- _Task instructions_
Show every line below that contains the word "sepal", with case counting.

>>>>

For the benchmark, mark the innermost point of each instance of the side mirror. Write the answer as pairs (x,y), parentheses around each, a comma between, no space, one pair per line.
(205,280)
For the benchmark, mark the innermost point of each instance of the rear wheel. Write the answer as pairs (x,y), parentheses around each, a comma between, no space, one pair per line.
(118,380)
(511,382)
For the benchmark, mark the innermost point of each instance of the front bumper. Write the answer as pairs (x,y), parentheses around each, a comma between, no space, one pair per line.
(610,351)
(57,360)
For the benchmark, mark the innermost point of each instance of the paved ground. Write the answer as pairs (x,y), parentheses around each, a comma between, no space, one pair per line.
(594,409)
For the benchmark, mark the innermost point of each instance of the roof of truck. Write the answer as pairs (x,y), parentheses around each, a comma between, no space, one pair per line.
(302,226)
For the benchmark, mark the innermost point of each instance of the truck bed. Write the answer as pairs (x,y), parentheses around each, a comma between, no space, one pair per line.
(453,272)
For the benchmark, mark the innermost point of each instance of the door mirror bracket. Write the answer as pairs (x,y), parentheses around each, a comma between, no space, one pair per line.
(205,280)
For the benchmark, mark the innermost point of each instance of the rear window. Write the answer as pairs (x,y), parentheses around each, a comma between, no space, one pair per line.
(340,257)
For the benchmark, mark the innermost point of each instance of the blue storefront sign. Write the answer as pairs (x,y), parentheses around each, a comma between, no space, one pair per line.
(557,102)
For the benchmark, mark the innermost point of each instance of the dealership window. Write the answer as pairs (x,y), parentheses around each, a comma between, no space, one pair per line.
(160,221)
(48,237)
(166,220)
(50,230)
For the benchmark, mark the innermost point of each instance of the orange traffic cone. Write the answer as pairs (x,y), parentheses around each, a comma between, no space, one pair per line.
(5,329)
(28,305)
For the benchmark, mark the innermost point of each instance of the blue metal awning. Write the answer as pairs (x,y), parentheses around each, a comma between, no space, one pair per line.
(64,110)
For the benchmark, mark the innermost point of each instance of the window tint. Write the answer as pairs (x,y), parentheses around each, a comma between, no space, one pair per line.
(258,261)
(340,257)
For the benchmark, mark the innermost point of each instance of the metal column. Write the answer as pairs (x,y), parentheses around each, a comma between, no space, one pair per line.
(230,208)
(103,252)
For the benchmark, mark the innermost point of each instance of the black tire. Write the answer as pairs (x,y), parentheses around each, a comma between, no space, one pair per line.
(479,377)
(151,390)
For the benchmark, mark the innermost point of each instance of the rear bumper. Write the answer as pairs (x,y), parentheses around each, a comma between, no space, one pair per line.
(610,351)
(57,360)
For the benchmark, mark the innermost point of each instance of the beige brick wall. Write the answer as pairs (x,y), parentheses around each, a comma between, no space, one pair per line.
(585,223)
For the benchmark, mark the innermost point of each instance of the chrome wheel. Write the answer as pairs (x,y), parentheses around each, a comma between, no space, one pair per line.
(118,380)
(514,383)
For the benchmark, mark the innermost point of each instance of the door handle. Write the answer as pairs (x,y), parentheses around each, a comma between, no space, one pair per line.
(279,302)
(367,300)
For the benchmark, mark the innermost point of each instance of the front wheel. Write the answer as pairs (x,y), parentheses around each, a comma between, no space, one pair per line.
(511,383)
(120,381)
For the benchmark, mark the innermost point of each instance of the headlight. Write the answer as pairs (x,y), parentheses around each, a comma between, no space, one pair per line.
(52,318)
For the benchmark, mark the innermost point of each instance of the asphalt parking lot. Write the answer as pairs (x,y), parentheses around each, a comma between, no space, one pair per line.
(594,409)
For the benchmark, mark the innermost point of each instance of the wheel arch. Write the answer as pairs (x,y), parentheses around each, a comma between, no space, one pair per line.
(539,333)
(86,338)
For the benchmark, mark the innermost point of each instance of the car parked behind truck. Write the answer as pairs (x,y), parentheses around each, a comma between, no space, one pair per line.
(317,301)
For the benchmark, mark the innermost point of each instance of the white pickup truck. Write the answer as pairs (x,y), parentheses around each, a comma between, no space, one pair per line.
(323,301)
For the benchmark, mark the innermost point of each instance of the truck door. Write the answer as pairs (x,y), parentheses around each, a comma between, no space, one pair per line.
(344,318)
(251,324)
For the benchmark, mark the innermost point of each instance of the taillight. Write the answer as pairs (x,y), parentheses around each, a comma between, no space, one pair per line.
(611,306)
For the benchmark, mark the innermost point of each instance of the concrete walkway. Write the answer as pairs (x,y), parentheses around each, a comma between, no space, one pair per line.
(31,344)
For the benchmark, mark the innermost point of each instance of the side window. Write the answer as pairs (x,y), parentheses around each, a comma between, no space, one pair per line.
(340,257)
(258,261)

<<<<
>>>>

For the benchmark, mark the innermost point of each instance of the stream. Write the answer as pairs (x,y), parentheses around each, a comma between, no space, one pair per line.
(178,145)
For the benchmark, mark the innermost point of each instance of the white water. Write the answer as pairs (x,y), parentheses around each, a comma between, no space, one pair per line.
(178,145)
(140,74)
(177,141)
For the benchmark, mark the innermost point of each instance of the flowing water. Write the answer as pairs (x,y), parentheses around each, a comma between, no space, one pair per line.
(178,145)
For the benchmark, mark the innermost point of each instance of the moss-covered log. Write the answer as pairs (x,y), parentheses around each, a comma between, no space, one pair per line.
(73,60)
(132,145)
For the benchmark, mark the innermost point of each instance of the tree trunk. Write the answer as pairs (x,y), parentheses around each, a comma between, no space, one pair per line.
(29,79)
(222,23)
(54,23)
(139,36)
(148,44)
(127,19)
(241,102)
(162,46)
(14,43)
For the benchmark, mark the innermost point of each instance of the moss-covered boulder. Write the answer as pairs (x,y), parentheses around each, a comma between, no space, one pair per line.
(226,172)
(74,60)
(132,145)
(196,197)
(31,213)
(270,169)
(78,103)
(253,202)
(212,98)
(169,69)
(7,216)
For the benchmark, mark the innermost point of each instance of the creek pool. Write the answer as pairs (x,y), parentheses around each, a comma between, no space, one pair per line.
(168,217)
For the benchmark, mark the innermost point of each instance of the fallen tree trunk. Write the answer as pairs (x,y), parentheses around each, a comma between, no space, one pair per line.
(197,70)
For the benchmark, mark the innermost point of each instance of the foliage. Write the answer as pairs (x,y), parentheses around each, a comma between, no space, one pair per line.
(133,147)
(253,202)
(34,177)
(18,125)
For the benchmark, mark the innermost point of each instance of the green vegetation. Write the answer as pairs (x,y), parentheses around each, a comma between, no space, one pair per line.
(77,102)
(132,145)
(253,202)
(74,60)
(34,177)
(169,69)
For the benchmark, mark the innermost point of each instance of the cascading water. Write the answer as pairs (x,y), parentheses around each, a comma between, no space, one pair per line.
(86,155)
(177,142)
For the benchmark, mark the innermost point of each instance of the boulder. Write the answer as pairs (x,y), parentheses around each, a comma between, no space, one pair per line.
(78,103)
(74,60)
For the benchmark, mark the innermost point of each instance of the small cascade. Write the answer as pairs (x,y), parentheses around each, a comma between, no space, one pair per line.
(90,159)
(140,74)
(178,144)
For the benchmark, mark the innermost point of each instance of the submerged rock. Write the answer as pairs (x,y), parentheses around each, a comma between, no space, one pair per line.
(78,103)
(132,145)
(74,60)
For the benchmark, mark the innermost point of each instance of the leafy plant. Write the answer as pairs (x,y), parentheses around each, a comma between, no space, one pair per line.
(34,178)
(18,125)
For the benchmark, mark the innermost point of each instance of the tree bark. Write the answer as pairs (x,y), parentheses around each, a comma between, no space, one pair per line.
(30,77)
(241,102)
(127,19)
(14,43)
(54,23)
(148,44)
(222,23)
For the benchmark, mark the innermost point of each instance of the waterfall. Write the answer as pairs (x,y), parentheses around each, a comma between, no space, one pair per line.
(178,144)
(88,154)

<<<<
>>>>

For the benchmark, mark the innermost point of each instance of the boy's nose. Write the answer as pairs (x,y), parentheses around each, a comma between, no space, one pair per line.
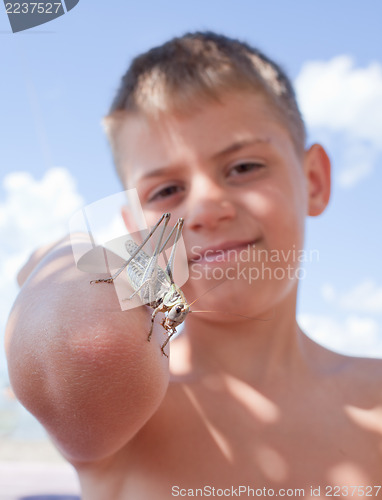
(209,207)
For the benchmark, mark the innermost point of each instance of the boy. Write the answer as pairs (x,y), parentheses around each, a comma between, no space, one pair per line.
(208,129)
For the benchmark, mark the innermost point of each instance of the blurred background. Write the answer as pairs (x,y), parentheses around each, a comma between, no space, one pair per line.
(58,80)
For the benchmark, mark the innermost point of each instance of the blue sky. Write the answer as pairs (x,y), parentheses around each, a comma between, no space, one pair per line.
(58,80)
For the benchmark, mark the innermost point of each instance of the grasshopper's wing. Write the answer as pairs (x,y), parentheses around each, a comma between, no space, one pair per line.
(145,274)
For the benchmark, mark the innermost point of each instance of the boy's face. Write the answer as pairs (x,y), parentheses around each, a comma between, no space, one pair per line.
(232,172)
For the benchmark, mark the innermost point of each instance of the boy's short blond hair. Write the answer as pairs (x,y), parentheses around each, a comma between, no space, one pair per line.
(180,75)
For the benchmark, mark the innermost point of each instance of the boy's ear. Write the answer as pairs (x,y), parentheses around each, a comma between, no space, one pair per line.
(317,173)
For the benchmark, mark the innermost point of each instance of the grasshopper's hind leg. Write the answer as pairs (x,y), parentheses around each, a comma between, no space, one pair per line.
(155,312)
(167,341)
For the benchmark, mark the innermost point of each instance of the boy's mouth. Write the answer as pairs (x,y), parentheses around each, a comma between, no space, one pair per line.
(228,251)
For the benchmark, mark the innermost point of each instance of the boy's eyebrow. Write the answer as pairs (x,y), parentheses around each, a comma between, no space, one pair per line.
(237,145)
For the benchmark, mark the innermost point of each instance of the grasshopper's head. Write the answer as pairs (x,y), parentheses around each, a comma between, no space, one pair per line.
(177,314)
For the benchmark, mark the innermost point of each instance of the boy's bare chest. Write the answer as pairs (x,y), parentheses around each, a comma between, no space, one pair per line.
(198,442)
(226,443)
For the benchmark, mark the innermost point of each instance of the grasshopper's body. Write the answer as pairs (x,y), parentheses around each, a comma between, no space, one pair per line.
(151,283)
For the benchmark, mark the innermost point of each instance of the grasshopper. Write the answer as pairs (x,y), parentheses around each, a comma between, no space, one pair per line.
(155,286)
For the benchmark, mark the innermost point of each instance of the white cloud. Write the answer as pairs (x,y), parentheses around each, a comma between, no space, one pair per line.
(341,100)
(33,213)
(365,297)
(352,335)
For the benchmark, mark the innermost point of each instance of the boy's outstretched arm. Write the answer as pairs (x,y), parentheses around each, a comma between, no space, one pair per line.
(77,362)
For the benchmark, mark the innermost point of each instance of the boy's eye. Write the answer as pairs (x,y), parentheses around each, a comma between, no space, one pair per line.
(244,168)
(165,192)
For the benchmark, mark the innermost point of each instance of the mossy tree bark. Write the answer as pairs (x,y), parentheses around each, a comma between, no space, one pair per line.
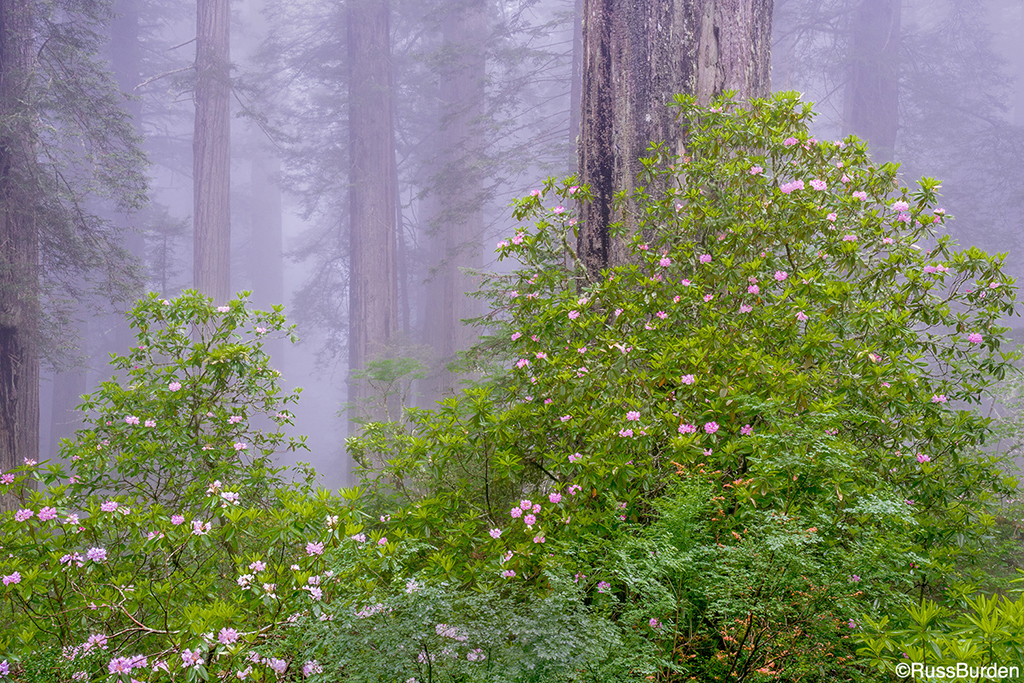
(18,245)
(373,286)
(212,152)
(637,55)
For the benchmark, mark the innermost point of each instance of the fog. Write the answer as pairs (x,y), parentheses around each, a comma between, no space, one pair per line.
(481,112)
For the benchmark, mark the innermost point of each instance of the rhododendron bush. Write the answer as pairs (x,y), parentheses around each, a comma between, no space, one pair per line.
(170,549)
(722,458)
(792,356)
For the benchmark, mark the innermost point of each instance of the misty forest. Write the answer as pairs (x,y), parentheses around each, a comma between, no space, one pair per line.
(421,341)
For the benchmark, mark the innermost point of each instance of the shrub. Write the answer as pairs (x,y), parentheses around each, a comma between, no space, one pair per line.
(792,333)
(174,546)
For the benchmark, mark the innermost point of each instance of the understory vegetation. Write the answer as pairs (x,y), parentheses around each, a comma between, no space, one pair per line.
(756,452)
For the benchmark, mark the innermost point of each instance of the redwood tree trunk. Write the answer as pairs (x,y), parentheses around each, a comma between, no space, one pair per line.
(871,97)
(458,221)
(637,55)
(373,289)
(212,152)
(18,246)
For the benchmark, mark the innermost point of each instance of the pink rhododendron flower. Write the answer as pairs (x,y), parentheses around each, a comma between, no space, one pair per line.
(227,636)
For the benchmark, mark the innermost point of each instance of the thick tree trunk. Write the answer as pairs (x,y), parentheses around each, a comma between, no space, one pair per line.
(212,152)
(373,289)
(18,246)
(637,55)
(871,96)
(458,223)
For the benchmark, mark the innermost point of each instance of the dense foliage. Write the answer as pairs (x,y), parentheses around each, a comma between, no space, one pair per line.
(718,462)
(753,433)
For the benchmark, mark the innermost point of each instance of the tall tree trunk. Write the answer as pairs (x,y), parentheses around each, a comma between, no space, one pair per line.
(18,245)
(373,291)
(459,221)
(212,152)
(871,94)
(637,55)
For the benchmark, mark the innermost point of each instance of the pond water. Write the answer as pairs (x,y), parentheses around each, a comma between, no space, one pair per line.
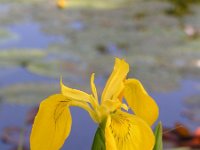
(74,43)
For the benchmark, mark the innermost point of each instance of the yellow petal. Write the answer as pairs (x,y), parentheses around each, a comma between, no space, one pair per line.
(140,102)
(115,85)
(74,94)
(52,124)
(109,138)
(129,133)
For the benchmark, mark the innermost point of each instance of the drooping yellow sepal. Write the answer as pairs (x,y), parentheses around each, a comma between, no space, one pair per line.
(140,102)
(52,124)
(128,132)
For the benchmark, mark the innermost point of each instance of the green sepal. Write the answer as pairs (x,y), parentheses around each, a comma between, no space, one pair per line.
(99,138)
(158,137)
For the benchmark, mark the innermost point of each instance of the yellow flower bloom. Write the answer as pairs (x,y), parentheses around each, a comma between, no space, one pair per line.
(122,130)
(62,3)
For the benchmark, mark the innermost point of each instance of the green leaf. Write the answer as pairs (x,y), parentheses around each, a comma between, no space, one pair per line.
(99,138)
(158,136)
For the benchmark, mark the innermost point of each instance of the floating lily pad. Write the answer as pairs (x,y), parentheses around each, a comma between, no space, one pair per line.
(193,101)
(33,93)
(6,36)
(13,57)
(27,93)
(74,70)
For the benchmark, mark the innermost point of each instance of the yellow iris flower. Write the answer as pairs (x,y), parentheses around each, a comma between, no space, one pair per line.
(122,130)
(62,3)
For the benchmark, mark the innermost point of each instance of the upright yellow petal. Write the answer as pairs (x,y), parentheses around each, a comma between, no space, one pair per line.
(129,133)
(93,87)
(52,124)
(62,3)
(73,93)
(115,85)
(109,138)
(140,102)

<<<<

- _Answer to this problem_
For the benchmark, mark the innermost point of each instance of the drooping yellow sepal. Write the answer as pairs (x,y), parentheses around each, a comma between, no space, one pair per line.
For the benchmark, mark the innermost point of each instance of the green sepal. Write the answer as pairs (x,y), parentheses around each, a comma between, no space, one pair per line.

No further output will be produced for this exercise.